- Opens: 22 October 2025
- Closes: 3 November 2025
- Where: Gallery 1
The Horsebridge has brought together a collective of nine contemporary artists whose practice explores people and place.
This exhibition of paintings and three dimensional works offers a fresh perspective on the environments we inhabit and the relationships held within them.
| Holly Savory | Sue Ransley | Louise Rieger |
| Debra Ivans | Richard Friend | Julia Dilla Andrews |
| Pascale Mazelaygue | Kev Hopper | Harriet Ferris |
Scroll through the artists to find out more about them
Harriet Ferris
Harriet presents the Guardian Collection
These new works have a strong link to Harriet’s sense of place. They are an accumulation of a range of influences from lighthouses to wind turbines to modern vernacular architecture. Harriet explores form through the slow process of coil building, giving her time to consider the form and hone down structural elements into simple but visually bold designs. The mark making remains, bringing fine detail and a visual richness to the work which is enhanced by a combination of matt, metallic and gloss glazes.
Hollie Savory
Colour plays a pivotal role in Hollie's work, how colours interact and work with and against each other, in both what she sees and within her memories of a place.

* * * * * * *

** To be done **
Repeat the exhibition page word for word, everything from "- Opens: 22" down to "held within them.". Draw only on the exhibition page.

* * * * * * *

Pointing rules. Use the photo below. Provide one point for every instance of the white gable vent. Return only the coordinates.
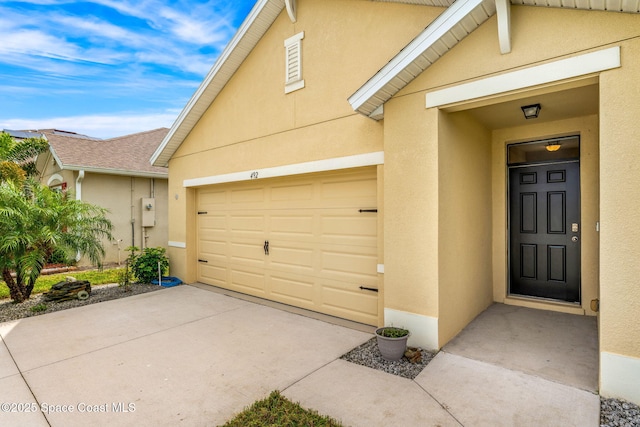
(293, 53)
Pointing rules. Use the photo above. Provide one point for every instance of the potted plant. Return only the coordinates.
(392, 342)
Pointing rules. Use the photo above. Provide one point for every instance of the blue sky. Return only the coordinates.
(107, 68)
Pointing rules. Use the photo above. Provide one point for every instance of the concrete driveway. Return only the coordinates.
(189, 356)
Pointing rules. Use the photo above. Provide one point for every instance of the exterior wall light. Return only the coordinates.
(531, 111)
(553, 146)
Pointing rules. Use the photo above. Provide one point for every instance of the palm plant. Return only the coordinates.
(34, 221)
(18, 159)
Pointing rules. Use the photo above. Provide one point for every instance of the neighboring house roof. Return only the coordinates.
(23, 134)
(460, 19)
(126, 155)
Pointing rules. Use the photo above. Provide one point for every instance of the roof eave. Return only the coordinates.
(263, 14)
(446, 31)
(116, 171)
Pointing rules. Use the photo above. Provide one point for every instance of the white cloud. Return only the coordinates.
(99, 126)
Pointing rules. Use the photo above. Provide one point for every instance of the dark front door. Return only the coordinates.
(544, 224)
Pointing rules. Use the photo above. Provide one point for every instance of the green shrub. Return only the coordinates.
(59, 256)
(145, 265)
(393, 332)
(39, 308)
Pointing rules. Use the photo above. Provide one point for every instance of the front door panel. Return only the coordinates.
(544, 224)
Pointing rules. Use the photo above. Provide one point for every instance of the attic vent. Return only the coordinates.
(293, 52)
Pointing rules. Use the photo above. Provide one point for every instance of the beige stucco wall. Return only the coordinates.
(437, 163)
(609, 182)
(253, 124)
(411, 207)
(122, 196)
(619, 205)
(464, 222)
(404, 128)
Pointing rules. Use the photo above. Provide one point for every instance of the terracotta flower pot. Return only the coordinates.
(391, 348)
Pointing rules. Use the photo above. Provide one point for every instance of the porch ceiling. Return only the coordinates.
(559, 105)
(455, 23)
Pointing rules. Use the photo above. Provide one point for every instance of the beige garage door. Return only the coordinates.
(308, 241)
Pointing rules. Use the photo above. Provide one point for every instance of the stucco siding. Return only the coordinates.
(619, 207)
(253, 124)
(121, 196)
(538, 35)
(464, 229)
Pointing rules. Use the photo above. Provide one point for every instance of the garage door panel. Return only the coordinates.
(247, 253)
(353, 230)
(348, 302)
(291, 289)
(212, 223)
(288, 195)
(286, 257)
(215, 275)
(245, 279)
(292, 226)
(244, 197)
(322, 250)
(247, 225)
(350, 193)
(213, 248)
(212, 199)
(348, 265)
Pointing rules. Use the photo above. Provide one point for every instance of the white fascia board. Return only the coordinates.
(436, 30)
(503, 13)
(55, 157)
(119, 172)
(562, 69)
(213, 73)
(337, 163)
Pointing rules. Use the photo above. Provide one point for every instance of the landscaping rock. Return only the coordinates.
(68, 290)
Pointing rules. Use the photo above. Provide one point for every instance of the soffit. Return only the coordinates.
(263, 14)
(442, 35)
(558, 104)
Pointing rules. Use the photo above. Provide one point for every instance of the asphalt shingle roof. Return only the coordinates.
(127, 154)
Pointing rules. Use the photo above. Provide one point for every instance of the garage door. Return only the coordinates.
(308, 241)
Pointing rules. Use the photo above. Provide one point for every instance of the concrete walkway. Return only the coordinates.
(188, 356)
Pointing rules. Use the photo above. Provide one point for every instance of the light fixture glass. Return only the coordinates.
(531, 111)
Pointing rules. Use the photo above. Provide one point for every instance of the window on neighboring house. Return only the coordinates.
(293, 57)
(61, 188)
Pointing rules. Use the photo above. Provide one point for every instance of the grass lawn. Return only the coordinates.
(43, 284)
(276, 410)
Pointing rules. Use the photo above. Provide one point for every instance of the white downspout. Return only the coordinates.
(79, 197)
(79, 185)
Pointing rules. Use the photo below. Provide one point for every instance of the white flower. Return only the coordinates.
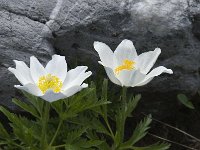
(52, 82)
(125, 68)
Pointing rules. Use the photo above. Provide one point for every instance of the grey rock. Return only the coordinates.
(69, 27)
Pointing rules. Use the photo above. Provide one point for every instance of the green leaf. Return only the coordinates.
(185, 101)
(75, 134)
(3, 133)
(83, 143)
(157, 146)
(26, 107)
(139, 132)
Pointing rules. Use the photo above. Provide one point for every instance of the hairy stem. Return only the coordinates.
(56, 133)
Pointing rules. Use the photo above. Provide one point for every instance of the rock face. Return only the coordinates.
(69, 27)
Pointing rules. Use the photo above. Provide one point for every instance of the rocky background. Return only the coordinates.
(69, 27)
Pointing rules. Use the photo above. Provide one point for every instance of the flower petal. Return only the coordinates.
(130, 78)
(74, 89)
(57, 66)
(111, 76)
(155, 72)
(125, 50)
(145, 61)
(50, 96)
(105, 53)
(36, 69)
(22, 72)
(30, 88)
(76, 77)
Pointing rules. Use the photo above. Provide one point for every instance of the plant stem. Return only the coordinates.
(109, 128)
(44, 120)
(56, 133)
(124, 107)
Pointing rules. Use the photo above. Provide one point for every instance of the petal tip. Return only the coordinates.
(84, 85)
(158, 50)
(170, 71)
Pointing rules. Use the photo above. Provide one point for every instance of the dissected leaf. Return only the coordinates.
(139, 132)
(185, 101)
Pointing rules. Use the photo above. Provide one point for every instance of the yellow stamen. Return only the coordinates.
(50, 82)
(126, 65)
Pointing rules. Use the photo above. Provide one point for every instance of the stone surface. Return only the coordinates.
(69, 27)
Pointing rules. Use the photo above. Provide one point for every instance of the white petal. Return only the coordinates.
(105, 53)
(155, 72)
(36, 69)
(50, 96)
(145, 61)
(125, 50)
(76, 77)
(57, 66)
(73, 90)
(30, 88)
(130, 78)
(22, 72)
(111, 76)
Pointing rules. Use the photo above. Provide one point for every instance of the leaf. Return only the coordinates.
(185, 101)
(75, 134)
(139, 132)
(3, 133)
(83, 143)
(26, 107)
(157, 146)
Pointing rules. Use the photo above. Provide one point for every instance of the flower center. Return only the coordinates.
(49, 81)
(126, 65)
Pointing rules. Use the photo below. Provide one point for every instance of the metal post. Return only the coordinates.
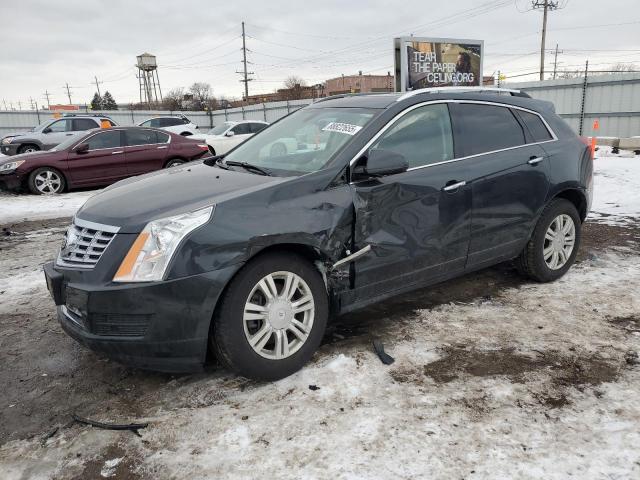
(584, 97)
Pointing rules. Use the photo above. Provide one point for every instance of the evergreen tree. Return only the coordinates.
(108, 102)
(97, 102)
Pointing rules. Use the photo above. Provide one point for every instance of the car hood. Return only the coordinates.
(25, 156)
(130, 204)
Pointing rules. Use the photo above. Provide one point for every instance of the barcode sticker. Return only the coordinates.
(342, 128)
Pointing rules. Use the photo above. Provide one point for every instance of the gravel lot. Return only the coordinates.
(494, 377)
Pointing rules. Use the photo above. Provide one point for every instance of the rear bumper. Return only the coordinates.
(159, 326)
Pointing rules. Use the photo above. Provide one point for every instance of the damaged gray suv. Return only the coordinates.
(343, 203)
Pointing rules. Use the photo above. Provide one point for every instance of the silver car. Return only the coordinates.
(51, 133)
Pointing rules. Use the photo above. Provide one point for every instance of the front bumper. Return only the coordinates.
(9, 149)
(159, 326)
(10, 181)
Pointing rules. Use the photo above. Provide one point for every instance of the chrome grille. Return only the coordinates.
(84, 243)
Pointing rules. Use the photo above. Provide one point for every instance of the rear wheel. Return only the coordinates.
(554, 244)
(272, 317)
(174, 162)
(46, 181)
(29, 148)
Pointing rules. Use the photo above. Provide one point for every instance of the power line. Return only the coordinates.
(546, 5)
(245, 73)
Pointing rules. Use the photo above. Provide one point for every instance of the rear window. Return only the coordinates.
(141, 137)
(485, 128)
(536, 127)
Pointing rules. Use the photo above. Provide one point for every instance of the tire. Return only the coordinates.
(46, 181)
(28, 148)
(232, 331)
(537, 259)
(174, 162)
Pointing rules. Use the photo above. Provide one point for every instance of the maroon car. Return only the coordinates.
(98, 157)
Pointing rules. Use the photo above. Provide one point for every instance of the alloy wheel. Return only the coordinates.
(48, 182)
(559, 241)
(278, 315)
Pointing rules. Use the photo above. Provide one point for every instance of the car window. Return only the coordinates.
(60, 126)
(485, 128)
(537, 129)
(305, 141)
(81, 124)
(423, 136)
(170, 122)
(256, 127)
(141, 137)
(110, 139)
(241, 129)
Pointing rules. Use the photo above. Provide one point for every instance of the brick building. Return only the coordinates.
(358, 84)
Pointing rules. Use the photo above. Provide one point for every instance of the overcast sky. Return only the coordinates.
(44, 44)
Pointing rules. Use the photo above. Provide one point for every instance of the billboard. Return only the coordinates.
(437, 62)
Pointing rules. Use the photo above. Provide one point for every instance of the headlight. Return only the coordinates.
(150, 254)
(9, 167)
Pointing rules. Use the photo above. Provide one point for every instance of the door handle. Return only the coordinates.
(453, 186)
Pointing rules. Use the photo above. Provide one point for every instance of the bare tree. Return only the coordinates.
(294, 87)
(202, 96)
(173, 99)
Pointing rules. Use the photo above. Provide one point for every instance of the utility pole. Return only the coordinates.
(47, 95)
(68, 88)
(98, 86)
(555, 61)
(245, 73)
(546, 5)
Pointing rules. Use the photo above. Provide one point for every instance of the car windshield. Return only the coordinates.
(220, 129)
(302, 142)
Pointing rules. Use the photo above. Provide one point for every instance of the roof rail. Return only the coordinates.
(85, 115)
(515, 93)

* * * * * * *

** Final result **
- Opens: 22 October 2025
- Closes: 3 November 2025
- Where: Gallery 1
The Horsebridge has brought together a collective of nine contemporary artists whose practice explores people and place.
This exhibition of paintings and three dimensional works offers a fresh perspective on the environments we inhabit and the relationships held within them.